A Helping Hand For Ted McMinn Please Rangers

Last updated : 21 September 2005 By Ayrshire Billy Boy
It’s been suggested that Rangers play Derby in Derby which would be
attractive for the Rangers support in the sense we’ll get to visit
another ground for the benefit of one of our former servants; but I’d
contend Ted’s spiritual home was, is and always will be brox Park.

This isn’t a historical look back at the life and times of Ted; but I
hope an amusing wee, nostalgic look back at some aspects of the Rangers
career of a guy who really did exemplify the term ‘cult hero’.

Everybody will have their favourite moments of his Rangers
career. Whether it was a manic celebration of a goal, like his circling
the corner flag after scoring direct from a corner kick; or a
miraculous goal like the 40 yarder at Pittodrie; or - the inevitable
occurrence when Ted crops up in the conversation – when he dribbled
past half of the Ilves Tampere team in 1986 in a UEFA Cup tie then
miscued his attempted cross and ended up on a heap on the floor while
the ball trundled harmlessly out for a corner kick; or his mindboggling
performance against Dundee United in the 1986 Skol Cup Final; or the
amazing goal he scored against Clydebank at Ibrox that season – sadly
not televised – when, from the bye-line and about 12 yards from the
nearest post, he somehow found an angle to score and almost ripped the
net out! There are loads of examples like these. I’m sure there are
people reading this saying, “Aye, but you missed this bit” and so
on. That was what it was like watching Ted play. There are so many
memories of a truly eccentric footballer it’s impossible to relate them

Of course, with a player of that nature he could at times look as if
he’d only been introduced to a football 5 minutes before a game kicked
off. But such was his manner that was simply accepted by and large as
part of his make-up.

◆ Exercises to complete
1. Answer these questions using the article on Ted McMinn.
(a) Where has it been suggested that Rangers play Derby?
(b) Which team did Ted play against in the 1986 Skol Cup Final?
(c) In what competition did Ted dribble past half of the Ilves Tampere team?
2. According to the article on Ted McMinn, why would playing Derby in Derby be attractive for the Rangers support?
3. Reproduce a section of the article on Ted McMinn word for word, beginning at the words "Of course, with" and stopping after "of his make-up.".

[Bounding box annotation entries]
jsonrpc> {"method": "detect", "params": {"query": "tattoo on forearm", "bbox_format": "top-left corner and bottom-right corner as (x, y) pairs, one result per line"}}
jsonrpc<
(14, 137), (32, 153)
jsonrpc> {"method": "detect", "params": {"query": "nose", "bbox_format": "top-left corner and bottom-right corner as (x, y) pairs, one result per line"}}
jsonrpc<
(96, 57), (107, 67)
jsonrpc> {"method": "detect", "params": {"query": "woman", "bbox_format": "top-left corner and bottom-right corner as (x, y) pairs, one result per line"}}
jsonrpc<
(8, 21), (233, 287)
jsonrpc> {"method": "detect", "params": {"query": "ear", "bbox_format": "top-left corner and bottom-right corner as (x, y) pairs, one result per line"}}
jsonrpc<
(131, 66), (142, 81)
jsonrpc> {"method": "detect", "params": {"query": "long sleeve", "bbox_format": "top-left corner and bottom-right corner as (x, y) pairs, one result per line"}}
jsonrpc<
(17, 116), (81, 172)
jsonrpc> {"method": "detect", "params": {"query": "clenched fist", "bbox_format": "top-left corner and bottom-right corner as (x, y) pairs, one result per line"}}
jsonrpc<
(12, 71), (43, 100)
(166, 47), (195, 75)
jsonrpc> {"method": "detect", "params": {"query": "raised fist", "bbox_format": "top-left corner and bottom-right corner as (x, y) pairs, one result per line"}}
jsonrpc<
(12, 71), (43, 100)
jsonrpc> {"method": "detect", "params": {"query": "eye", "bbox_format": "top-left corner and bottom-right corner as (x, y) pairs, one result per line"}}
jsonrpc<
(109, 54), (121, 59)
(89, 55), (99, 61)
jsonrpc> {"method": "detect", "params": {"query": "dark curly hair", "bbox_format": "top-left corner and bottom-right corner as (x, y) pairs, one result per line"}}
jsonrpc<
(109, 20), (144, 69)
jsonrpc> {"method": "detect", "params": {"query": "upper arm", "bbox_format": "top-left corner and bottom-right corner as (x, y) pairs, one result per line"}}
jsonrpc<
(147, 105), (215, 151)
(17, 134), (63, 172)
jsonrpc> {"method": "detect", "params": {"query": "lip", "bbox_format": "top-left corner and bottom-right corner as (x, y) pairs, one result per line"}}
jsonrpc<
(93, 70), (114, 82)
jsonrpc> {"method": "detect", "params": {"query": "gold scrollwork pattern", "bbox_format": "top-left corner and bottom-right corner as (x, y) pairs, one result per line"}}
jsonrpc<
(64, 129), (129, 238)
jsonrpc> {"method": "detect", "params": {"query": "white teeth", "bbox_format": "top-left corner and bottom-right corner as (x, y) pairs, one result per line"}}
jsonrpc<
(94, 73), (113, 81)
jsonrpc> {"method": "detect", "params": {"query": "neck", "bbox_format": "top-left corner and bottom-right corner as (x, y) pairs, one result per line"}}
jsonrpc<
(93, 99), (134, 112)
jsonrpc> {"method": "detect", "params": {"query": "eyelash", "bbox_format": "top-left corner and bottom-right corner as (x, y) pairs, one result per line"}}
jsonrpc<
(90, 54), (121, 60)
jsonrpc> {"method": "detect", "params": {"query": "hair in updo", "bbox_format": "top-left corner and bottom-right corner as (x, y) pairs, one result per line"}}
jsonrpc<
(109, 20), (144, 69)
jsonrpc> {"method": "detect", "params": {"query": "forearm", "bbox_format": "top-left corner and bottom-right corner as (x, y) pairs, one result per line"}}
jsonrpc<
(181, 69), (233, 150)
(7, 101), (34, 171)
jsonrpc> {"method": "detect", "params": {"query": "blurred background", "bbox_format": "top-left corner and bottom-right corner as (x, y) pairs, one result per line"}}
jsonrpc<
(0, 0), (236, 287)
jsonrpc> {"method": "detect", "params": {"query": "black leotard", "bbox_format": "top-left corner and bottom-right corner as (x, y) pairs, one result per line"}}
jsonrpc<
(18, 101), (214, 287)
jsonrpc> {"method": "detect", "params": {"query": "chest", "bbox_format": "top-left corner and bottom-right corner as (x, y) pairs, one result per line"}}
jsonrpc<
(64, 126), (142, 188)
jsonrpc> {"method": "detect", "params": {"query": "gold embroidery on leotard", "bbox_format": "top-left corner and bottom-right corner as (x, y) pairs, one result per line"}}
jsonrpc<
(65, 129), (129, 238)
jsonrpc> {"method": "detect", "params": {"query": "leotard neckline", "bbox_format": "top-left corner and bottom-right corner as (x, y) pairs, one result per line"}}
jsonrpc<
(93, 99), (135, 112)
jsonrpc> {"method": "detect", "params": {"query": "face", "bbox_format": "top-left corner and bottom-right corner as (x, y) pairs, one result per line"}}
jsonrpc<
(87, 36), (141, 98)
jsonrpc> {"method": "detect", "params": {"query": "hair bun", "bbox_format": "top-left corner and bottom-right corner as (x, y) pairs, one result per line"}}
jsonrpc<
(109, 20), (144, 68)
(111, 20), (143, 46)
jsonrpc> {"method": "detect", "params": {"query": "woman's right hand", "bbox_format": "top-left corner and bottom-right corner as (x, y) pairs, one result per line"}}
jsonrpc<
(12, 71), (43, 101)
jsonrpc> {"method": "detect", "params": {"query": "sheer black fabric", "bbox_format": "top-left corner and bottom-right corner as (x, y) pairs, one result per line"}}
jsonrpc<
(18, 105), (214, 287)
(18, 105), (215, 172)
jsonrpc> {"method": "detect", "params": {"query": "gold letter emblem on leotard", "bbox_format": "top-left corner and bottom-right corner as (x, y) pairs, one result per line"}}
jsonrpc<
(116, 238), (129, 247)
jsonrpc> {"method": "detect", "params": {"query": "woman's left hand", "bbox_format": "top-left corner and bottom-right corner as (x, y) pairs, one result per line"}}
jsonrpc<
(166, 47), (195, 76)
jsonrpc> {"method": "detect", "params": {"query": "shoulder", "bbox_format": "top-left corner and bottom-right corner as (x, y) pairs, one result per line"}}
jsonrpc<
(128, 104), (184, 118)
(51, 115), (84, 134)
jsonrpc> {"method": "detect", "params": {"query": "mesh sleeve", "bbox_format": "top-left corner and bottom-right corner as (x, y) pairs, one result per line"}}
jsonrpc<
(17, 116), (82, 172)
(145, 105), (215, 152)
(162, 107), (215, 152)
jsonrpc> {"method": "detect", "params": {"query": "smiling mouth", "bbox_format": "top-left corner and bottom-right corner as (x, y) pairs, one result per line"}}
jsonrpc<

◆ Results of the tasks
1.
(a) In Derby.
(b) Dundee United.
(c) A UEFA Cup tie in 1986.

2. It would let Rangers supporters visit another ground while helping one of the club's former servants.

3.
Of course, with a player of that nature he could at times look as if
he’d only been introduced to a football 5 minutes before a game kicked
off. But such was his manner that was simply accepted by and large as
part of his make-up.